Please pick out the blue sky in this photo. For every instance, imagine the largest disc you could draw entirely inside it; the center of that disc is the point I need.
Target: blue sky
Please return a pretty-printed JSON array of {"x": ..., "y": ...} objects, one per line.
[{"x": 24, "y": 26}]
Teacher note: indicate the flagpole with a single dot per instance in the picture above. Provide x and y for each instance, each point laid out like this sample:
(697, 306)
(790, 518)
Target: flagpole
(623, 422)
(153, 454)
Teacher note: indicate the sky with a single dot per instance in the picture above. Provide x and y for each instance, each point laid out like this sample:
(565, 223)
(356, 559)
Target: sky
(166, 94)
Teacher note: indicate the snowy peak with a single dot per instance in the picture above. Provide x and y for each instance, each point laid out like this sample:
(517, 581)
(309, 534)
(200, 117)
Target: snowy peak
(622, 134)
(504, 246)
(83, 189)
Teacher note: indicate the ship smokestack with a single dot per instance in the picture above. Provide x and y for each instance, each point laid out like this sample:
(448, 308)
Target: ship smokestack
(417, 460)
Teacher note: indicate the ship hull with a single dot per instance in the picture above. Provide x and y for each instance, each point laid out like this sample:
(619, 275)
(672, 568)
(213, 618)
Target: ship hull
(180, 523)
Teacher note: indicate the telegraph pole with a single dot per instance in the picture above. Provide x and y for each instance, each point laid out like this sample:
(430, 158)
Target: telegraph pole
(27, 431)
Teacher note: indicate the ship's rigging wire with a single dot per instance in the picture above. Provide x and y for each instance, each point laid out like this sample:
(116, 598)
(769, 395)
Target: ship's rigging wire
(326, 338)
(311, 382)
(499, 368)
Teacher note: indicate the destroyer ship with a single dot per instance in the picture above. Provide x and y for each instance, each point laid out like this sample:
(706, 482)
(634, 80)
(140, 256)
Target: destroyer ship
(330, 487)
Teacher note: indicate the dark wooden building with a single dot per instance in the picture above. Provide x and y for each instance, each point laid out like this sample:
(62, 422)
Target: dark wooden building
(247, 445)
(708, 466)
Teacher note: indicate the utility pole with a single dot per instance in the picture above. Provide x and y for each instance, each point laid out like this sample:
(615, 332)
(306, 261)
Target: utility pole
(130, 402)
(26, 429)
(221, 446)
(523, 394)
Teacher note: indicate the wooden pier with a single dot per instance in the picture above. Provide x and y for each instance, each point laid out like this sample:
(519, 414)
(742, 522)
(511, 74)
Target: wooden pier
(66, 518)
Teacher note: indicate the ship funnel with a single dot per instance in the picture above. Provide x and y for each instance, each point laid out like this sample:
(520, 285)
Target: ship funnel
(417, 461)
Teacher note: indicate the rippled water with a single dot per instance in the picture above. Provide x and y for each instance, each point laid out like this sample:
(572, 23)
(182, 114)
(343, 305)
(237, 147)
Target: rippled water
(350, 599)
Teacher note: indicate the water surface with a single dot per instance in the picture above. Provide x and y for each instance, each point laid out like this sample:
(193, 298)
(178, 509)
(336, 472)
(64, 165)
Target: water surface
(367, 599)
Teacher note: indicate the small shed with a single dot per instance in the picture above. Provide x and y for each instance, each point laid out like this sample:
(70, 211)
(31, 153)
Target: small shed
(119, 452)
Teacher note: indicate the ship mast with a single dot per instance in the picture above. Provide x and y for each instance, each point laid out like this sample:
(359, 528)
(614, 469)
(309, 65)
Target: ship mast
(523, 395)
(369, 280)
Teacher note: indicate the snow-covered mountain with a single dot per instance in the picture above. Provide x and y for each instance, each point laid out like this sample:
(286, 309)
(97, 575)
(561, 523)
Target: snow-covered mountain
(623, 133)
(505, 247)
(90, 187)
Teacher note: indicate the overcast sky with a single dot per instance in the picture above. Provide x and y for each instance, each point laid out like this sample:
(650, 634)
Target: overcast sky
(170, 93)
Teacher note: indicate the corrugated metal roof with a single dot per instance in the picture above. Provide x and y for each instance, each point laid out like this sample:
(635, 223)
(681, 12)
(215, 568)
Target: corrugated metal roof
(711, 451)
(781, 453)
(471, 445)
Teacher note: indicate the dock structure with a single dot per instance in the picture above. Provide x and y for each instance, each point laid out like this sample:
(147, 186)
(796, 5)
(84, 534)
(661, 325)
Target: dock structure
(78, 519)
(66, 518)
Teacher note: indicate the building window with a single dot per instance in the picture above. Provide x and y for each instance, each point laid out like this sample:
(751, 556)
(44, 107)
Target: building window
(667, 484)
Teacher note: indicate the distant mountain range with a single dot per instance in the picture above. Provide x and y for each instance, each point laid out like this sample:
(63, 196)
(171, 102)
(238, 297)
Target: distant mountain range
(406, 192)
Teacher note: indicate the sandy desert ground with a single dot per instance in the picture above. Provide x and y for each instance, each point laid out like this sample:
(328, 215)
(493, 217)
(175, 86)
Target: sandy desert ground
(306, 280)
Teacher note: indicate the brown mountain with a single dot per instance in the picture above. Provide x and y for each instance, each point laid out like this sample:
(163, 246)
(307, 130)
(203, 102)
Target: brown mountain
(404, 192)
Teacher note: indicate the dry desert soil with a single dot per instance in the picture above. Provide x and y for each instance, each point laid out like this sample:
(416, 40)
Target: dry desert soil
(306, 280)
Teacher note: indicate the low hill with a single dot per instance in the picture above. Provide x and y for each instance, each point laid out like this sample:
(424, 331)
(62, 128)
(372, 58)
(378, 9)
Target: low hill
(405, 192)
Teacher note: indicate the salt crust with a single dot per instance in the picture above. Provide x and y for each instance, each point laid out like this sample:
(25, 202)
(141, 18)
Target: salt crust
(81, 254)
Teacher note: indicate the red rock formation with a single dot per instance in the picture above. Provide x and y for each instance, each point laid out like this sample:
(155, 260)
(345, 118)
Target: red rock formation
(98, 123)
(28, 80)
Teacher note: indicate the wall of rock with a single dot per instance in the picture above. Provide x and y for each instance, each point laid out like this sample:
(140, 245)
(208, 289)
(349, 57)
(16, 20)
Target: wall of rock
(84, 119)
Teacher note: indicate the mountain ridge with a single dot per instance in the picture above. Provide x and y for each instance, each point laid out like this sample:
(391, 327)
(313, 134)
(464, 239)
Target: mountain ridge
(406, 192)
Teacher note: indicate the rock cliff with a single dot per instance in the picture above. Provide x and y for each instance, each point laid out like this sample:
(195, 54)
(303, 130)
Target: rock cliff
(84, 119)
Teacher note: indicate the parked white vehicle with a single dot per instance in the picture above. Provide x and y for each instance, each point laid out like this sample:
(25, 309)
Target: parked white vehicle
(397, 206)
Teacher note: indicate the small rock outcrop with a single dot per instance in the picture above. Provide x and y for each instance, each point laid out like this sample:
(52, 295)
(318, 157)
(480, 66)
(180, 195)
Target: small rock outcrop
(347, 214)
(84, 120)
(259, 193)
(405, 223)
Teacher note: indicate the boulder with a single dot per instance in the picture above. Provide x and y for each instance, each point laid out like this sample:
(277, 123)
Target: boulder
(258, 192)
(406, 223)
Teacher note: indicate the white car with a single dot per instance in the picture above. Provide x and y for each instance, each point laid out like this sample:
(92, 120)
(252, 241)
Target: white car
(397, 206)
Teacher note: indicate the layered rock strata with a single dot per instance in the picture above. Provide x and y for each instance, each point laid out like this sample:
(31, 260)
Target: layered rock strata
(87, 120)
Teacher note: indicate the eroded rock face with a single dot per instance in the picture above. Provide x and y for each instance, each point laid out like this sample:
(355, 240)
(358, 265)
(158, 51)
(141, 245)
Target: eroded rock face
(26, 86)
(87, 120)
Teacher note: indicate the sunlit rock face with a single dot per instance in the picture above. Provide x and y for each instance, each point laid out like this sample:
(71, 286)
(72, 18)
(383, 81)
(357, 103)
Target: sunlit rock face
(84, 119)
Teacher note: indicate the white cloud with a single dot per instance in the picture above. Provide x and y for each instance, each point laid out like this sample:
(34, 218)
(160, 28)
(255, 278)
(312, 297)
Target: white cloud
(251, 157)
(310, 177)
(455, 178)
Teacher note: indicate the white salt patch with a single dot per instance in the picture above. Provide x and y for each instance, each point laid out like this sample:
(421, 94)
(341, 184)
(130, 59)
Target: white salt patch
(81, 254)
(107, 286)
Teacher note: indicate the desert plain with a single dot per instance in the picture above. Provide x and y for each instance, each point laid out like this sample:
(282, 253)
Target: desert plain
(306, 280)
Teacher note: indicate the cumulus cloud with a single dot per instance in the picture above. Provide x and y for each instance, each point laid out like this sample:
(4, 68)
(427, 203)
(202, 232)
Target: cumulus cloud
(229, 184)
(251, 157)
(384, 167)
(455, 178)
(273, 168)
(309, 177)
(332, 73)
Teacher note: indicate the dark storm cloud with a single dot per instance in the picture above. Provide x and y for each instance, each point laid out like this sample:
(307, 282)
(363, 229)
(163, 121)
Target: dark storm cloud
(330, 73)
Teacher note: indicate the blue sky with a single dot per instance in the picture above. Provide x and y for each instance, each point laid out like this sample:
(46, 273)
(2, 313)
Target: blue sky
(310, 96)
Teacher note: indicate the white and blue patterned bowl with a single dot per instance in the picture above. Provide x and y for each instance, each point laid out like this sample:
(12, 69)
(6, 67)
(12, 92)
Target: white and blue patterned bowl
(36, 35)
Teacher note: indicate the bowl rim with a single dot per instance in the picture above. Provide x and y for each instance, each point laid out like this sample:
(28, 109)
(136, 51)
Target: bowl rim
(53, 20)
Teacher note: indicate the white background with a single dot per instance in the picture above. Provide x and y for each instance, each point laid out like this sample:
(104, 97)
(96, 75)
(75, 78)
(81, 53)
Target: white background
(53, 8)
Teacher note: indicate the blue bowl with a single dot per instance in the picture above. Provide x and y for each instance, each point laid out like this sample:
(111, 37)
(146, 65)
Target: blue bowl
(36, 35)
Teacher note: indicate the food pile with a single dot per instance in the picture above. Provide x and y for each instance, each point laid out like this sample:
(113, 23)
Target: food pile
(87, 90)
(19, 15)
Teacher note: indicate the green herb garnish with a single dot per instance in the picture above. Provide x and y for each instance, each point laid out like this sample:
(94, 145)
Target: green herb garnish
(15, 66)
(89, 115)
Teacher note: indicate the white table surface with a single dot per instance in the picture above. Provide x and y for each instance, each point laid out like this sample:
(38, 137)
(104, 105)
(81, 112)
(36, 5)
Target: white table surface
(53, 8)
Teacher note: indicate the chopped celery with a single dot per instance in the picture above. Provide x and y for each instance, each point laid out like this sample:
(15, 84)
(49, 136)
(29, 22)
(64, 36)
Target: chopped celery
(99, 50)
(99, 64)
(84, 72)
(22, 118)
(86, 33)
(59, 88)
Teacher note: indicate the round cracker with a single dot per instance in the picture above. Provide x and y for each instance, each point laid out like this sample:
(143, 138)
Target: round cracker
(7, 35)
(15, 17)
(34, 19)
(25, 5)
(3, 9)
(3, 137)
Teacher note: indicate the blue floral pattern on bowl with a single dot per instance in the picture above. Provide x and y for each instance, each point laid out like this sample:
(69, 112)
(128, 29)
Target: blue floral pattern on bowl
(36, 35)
-------------------------
WHAT NEEDS TO BE DONE:
Everything from the line with "Teacher note: indicate the blue floral" to the end of the listing above needs to be duplicated exactly, both end lines included, with nothing more.

RESPONSE BOX:
Teacher note: indicate the blue floral pattern on bowl with a single dot per instance in the picture above. Provide x and y for each instance, each point laid out like this sample:
(69, 112)
(128, 29)
Target: blue floral pattern on bowl
(36, 35)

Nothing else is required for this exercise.